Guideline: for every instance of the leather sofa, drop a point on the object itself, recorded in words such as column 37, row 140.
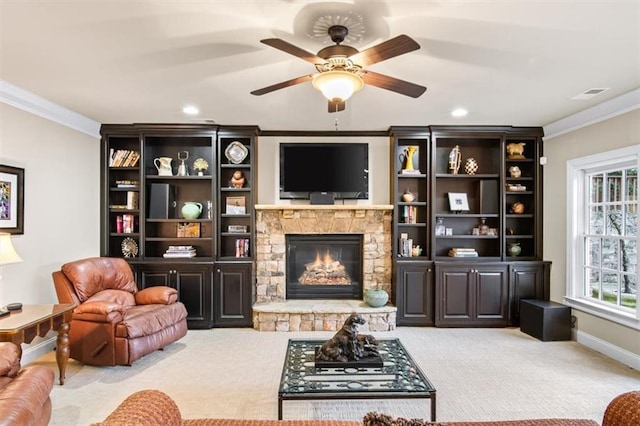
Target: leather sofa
column 152, row 407
column 113, row 323
column 24, row 392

**Aim of the task:** Pictures stay out. Write out everything else in the material exactly.

**Your response:**
Guideline: for every instance of the leather sofa, drop a point on the object itself, recorded in words such as column 37, row 140.
Target: leather sofa
column 152, row 407
column 113, row 323
column 24, row 392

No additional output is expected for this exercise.